• PAGE EXCERPT:
──────────

Hurricane Irma raked the Florida peninsula on Sept. 10-11, 2017, then tracked inland and weakened, reaching South Carolina as a tropical storm. South Carolina's governor ordered evacuations of several barrier islands as the storm approached. The College of Charleston suspended all operations from Friday, Sept. 8, through Tuesday, Sept. 12, closing its peninsula campus and shutting residence halls at 6 p.m. Friday. The college's closure record shows it ran a Hurricane Irma Evacuation Needs Form so that students without transportation could be bused to a designated emergency shelter, a critical service for an urban campus where many students arrive without cars. The Post and Courier covered the cancellation. Charleston ultimately experienced significant tidal flooding from Irma but avoided the catastrophic wind damage feared earlier in the week.

──────────

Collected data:
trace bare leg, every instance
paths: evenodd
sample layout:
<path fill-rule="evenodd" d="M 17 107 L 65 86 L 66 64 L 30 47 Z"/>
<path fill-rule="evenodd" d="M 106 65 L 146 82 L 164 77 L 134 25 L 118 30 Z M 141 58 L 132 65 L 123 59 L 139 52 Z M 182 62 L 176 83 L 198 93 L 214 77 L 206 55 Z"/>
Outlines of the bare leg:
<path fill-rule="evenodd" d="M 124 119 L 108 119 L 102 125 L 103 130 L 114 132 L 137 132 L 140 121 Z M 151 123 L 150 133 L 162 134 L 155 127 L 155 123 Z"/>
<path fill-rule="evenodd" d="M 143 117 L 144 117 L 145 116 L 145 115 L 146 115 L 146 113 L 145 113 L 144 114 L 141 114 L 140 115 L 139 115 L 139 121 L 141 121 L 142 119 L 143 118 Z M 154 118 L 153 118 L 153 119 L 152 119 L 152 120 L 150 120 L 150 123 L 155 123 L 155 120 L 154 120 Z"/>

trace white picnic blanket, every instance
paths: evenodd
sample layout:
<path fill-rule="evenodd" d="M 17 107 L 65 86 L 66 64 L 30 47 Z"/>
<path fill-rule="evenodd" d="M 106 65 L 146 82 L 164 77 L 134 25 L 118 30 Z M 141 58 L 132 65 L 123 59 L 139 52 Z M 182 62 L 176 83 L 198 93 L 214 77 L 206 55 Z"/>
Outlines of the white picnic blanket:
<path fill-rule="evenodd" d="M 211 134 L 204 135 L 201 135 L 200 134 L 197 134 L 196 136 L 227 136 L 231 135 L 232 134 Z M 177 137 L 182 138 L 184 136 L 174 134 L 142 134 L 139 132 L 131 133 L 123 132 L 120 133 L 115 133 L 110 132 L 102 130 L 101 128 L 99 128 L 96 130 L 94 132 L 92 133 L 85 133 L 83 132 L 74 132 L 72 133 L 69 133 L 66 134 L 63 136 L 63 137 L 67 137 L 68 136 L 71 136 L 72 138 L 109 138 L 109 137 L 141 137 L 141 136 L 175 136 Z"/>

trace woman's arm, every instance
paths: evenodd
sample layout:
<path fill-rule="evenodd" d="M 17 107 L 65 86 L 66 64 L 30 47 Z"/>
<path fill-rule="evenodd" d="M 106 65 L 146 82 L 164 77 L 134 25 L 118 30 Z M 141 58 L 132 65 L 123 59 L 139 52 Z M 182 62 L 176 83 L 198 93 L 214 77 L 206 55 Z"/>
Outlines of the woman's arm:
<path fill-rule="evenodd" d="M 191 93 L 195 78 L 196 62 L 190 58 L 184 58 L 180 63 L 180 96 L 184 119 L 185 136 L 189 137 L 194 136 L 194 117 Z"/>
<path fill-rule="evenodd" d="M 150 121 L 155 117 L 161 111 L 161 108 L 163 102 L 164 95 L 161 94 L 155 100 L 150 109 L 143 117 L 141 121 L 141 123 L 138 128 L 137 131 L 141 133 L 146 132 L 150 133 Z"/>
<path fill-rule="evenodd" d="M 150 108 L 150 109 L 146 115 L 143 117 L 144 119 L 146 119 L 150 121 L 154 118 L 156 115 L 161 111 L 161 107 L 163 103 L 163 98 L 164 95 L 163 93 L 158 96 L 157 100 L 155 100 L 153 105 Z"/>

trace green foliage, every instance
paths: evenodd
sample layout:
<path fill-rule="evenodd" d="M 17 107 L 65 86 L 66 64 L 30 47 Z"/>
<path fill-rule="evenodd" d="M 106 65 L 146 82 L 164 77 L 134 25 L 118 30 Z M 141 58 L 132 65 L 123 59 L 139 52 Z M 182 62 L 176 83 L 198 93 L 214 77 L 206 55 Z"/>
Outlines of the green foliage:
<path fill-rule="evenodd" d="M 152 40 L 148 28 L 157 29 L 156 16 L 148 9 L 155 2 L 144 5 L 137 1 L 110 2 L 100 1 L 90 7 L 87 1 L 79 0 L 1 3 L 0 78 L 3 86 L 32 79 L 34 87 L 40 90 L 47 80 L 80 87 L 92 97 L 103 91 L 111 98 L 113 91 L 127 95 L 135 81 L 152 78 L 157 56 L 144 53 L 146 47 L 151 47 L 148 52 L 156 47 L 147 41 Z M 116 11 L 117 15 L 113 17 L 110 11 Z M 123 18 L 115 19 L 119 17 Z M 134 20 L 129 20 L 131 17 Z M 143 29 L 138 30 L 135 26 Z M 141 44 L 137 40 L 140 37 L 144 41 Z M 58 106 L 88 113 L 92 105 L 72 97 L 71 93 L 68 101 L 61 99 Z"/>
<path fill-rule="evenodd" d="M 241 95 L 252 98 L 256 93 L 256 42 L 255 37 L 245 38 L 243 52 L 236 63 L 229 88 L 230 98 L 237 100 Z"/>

──────────

• YOUR TASKS:
• A. Answer these questions from the passage on Hurricane Irma and the College of Charleston:
(i) On which dates did Irma rake the Florida peninsula?
(ii) At what time did the college shut its residence halls on Friday?
(iii) What kind of flooding did Charleston ultimately experience from Irma?
• B. Extend the passage on Hurricane Irma and the College of Charleston by writing what comes next after its final sentence.

• ANSWERS TO THE TASKS:
• A.
(i) Sept. 10-11, 2017
(ii) 6 p.m.
(iii) Significant tidal flooding

• B.
Analysis

Key Findings

The College of Charleston suspended all operations Sept. 8-12, 2017, and closed residence halls at 6 p.m. Friday, Sept. 8
An Evacuation Needs Form let students without cars request college-provided buses to a designated emergency shelter
The college urged early evacuation specifically to avoid the traffic gridlock that plagues coastal departures
Irma weakened to a tropical storm before reaching Charleston, so the college reopened on its planned schedule
Outcome
Irma's track shifted west and weakened to a tropical storm by the time it reached South Carolina, sparing the Charleston peninsula a direct hit. The College of Charleston resumed operations after the Sept. 12 closure window.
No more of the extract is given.